Raw items
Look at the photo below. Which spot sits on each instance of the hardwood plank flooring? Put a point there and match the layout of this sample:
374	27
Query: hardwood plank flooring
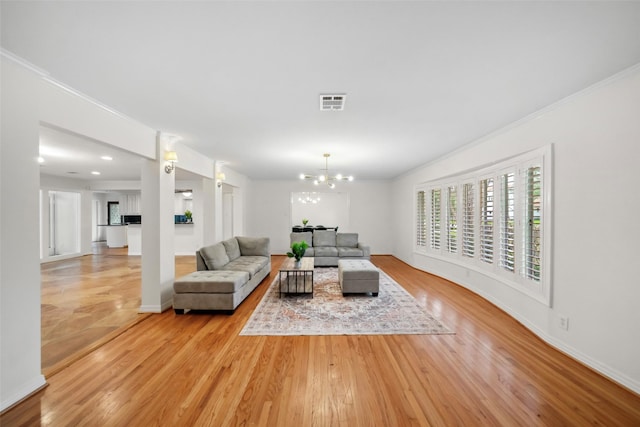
87	301
195	370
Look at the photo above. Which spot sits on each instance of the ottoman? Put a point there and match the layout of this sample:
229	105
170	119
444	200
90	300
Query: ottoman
209	290
358	276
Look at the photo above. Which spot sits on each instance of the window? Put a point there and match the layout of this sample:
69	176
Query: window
452	219
507	221
421	219
486	220
533	224
492	220
435	218
468	216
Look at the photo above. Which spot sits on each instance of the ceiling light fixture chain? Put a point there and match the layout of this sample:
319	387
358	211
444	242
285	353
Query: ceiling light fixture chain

What this task involves: Copy every item above line for line, without changing a word, and leave the pictures out.

Task answer:
Look at the photo below. Which spot sits on each instance of the hardwood plank flooring? Put a point there and match the layout of this sample:
374	27
Query: hardwood plank flooring
87	301
195	370
Look at the photo above. Which spot sits on each instance of the ottoman? Put a point there and match the layout of this sample:
229	105
170	119
444	200
90	300
Query: ottoman
209	290
358	276
Look at the photo above. Which spot sits on each instance of the window? Put a point there and match the layout of this sample:
69	176
Query: window
452	219
507	221
421	219
486	220
533	224
492	220
435	218
468	216
Look at the photo above. Which spot sits on each instance of the ceiling light fixture chain? Put a point there and match the layout of this sample:
319	387
358	211
444	242
285	353
Query: ceiling light fixture chain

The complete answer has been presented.